225 Park Avenue South (originally named the American Woolen Building for its tenant, American Woolen Company) is an office building complex in the Flatiron District of Manhattan, New York City. Located at the northeast corner of Park Avenue South and East 18th Street, it is two blocks north of Union Square. The property includes the 19-story 225 Park Avenue South, as well as the 12-story 233 Park Avenue South.

Orda Management owns the facility, which served as a temporary headquarters for the Port Authority of New York and New Jersey (PANYNJ) from 2001 to 2015 after its previous headquarters in the former World Trade Center complex were destroyed in the September 11, 2001 attacks. The complex also formerly had the headquarters of Crown Publishing Group.

==Design==
The 19-story-tall 225 Park Avenue South was designed by Robert Henderson Robertson, of R.H. Robinson & Sons. The consulting engineer was C. T. Main. 225 has a total of 537500 sqft of space. Built on a steel frame and with a limestone exterior, 225 has a ram's head at its main entrance, on Park Avenue. A freight entrance is on 19th Street.

225 had five elevators for general use for floors 1–13. There were six elevators intended for company and client use only, with two serving the basement through floor 18, one going to floor 19, and three going only to floor 14. The freight elevators in the rear, also only for company/client use, numbered four, with three of them also intended for human passengers. The 14th floor was used as the American Woolen Company's reception area.

233 Park Avenue South, to the north of 225, was constructed around the same time and is 12 stories tall. 233 has a brass ring at its main entrance.

==History==
Previously, the site was occupied by the 1878 Florence Apartment House.

225 Park Avenue South was built in 1909 as the American Woolen Building. Its address was initially 225 Fourth Avenue. The old address number was kept when the section of Fourth Avenue between 17th and 32nd Streets was renamed Park Avenue South in 1959. Historically. the American Woolen Company occupied floors 13–19.

In the 1980s, The Guardian Life Insurance Company of America signed a lease for 44000 ft2. at 225/233 Park Avenue South, having outgrown previous space at their nearby headquarters, the Germania Life Insurance Company Building and its annex. In 1998, Guardian Life moved its headquarters to the Financial District of Manhattan.

Crown Publishing Group had its headquarters at 225 Park Avenue South, occupying 80000 sqft of space. Random House received the space when it acquired the company. In 1990, Random House signaled intentions to sublease the space.

------------

Reproduce, word for word, everything in the passage about 225 Park Avenue South from "225 had five" down to "Florence Apartment House.". Draw only on the passage about 225 Park Avenue South.

## Data for review
------------

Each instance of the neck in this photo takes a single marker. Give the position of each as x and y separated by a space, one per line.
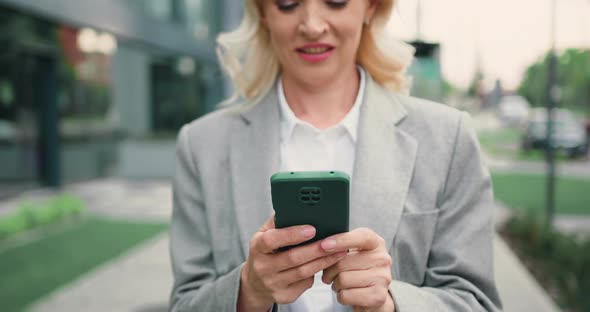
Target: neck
322 105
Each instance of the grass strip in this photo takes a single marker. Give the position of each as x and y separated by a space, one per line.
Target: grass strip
527 192
31 271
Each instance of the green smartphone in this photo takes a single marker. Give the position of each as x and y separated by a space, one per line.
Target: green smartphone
317 198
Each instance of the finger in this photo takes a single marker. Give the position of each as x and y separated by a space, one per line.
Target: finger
269 224
367 297
360 279
299 255
357 261
293 291
311 268
272 239
361 239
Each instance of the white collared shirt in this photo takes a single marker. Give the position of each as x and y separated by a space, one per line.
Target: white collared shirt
307 148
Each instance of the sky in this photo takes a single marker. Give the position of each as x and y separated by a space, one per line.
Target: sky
505 35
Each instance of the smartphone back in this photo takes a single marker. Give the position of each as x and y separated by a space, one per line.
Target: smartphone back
317 198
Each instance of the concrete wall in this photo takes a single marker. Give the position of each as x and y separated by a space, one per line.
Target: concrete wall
131 90
147 159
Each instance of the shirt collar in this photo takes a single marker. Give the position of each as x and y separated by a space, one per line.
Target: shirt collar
350 122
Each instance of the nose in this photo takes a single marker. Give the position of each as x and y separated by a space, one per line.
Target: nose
312 25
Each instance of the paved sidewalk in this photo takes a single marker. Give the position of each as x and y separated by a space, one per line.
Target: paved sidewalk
140 281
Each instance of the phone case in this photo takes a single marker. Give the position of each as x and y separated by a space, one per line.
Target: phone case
318 198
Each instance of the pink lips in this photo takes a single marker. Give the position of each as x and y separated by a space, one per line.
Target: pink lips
315 57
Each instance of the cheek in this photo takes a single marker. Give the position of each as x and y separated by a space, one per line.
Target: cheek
281 39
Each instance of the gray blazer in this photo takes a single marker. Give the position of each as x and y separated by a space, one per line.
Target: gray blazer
418 181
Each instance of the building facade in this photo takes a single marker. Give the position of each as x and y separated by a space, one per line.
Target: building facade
91 89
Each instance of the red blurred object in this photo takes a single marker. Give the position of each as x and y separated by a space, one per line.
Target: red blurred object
68 38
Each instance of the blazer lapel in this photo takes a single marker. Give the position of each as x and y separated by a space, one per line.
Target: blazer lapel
384 164
254 157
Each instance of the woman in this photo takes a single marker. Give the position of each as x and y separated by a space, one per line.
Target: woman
319 94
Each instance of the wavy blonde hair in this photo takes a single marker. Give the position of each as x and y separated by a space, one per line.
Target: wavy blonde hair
247 56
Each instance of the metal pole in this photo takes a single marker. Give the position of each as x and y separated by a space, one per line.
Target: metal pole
419 20
551 99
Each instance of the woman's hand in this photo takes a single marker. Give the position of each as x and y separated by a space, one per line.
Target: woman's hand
362 279
268 276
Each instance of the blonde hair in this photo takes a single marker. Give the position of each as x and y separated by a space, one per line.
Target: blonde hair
249 60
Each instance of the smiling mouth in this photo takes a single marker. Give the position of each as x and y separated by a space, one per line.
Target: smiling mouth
315 50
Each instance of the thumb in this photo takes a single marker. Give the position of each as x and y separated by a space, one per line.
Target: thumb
269 224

------------

## Result
225 had five elevators for general use for floors 1–13. There were six elevators intended for company and client use only, with two serving the basement through floor 18, one going to floor 19, and three going only to floor 14. The freight elevators in the rear, also only for company/client use, numbered four, with three of them also intended for human passengers. The 14th floor was used as the American Woolen Company's reception area.

233 Park Avenue South, to the north of 225, was constructed around the same time and is 12 stories tall. 233 has a brass ring at its main entrance.

==History==
Previously, the site was occupied by the 1878 Florence Apartment House.